■ **What is expected**
Return every line of the entries below that contains the string "tree".
------------------------------------------------------------
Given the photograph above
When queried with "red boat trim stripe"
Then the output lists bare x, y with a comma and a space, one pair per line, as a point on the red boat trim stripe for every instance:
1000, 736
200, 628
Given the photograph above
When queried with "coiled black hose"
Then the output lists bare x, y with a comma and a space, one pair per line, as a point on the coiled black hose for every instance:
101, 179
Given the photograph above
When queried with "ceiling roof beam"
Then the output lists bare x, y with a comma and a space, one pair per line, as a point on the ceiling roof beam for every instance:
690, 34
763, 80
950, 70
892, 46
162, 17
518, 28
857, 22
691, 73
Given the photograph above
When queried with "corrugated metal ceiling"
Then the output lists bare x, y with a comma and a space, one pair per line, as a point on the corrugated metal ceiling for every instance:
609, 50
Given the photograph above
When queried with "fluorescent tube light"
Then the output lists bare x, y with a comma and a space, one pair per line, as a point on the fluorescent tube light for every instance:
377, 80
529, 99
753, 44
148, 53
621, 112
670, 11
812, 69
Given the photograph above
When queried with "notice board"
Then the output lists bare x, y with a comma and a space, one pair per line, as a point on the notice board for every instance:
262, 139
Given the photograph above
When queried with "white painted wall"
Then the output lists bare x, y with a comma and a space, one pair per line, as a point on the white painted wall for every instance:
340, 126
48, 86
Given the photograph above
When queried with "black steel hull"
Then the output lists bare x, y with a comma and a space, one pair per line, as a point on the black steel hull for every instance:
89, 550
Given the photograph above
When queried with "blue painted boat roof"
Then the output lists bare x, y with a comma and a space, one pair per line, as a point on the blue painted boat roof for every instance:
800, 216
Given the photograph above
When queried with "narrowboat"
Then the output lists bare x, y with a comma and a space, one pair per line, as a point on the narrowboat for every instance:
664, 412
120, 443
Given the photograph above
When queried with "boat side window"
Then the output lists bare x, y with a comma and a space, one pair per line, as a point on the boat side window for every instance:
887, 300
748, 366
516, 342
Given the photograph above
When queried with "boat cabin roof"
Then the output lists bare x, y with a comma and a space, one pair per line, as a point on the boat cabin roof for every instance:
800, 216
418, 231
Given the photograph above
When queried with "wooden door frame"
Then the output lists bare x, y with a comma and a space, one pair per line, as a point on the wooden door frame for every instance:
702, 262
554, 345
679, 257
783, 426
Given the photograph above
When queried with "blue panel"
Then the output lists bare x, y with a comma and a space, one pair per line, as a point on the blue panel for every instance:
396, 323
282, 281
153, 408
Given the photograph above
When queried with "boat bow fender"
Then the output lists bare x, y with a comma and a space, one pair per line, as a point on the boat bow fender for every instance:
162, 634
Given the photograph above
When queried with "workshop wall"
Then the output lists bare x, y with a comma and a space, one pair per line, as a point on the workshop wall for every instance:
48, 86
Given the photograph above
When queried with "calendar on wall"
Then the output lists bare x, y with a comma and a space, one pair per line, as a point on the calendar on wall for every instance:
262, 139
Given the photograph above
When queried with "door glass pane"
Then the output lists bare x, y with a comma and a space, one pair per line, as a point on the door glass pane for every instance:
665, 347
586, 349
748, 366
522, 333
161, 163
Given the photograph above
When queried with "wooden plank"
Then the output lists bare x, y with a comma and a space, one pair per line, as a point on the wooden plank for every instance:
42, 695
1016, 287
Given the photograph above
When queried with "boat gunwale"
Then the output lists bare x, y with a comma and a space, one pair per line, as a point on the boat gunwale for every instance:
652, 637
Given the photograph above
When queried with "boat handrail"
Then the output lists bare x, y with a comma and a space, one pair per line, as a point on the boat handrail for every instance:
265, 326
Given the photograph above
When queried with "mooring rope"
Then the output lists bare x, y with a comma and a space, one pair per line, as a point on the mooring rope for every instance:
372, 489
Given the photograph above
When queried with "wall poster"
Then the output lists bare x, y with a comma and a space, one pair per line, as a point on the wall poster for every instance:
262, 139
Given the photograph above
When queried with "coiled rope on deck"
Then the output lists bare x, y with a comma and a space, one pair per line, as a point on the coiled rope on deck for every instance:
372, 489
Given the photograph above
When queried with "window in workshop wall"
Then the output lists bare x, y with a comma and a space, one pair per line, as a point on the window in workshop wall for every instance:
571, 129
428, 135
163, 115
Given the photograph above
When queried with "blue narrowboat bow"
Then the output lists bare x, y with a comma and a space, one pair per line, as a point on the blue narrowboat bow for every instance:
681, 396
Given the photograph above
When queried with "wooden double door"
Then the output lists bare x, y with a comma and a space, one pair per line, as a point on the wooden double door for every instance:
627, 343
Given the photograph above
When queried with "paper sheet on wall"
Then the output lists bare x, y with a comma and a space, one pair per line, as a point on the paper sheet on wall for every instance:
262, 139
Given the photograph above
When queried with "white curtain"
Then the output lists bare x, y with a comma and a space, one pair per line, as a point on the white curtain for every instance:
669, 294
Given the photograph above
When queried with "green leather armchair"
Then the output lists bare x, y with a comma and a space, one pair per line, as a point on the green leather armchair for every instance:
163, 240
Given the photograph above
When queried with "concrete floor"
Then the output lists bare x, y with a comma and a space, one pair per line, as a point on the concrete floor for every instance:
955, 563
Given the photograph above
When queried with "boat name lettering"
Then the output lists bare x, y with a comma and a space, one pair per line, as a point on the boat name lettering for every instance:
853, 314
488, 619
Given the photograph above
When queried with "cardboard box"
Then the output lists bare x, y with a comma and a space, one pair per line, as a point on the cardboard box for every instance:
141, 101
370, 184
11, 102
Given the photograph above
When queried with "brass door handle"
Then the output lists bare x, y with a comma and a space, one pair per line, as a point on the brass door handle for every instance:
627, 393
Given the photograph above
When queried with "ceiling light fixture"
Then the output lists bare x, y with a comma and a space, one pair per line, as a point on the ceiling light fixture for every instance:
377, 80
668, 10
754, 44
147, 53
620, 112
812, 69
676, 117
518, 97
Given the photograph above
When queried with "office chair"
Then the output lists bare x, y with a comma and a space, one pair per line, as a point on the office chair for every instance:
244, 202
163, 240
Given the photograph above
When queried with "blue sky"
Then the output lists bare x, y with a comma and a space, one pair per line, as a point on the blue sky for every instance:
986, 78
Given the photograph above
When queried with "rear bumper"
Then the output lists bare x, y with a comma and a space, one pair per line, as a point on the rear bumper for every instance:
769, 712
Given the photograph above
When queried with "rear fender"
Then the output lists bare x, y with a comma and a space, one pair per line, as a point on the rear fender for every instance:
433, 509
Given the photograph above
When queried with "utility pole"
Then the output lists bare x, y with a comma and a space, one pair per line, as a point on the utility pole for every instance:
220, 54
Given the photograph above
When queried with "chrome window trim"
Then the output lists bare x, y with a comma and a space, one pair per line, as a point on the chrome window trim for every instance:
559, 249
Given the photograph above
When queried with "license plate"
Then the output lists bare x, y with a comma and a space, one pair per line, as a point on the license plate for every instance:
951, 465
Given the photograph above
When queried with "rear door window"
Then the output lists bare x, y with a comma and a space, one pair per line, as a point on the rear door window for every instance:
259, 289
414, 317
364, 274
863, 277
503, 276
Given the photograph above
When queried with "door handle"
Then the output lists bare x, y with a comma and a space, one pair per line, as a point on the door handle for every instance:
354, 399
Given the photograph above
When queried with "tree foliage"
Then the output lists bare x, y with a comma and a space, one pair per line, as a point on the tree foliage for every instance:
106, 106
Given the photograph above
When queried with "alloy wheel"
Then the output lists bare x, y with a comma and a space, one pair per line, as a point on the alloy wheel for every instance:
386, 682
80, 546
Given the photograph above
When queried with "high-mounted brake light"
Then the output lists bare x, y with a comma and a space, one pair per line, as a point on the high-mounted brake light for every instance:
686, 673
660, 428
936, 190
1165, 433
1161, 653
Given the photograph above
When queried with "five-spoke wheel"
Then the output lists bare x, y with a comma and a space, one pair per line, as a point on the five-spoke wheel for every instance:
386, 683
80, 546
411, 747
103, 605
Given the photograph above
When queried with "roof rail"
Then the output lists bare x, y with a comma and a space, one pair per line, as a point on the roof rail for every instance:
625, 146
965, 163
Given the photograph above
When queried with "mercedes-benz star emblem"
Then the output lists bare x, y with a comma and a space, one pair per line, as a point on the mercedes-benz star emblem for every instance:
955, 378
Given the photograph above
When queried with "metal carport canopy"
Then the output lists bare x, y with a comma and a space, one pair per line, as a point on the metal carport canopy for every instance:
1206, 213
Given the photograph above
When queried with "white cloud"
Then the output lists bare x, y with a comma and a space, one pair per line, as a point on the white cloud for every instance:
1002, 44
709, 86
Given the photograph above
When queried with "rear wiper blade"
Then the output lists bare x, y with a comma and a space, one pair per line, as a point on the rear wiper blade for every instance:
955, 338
------------------------------------------------------------
■ **Solution**
When queried with "tree foliage"
Then the output lists bare x, y with a comma and a space, one pair per line, as a point on the tree foliage for every instance:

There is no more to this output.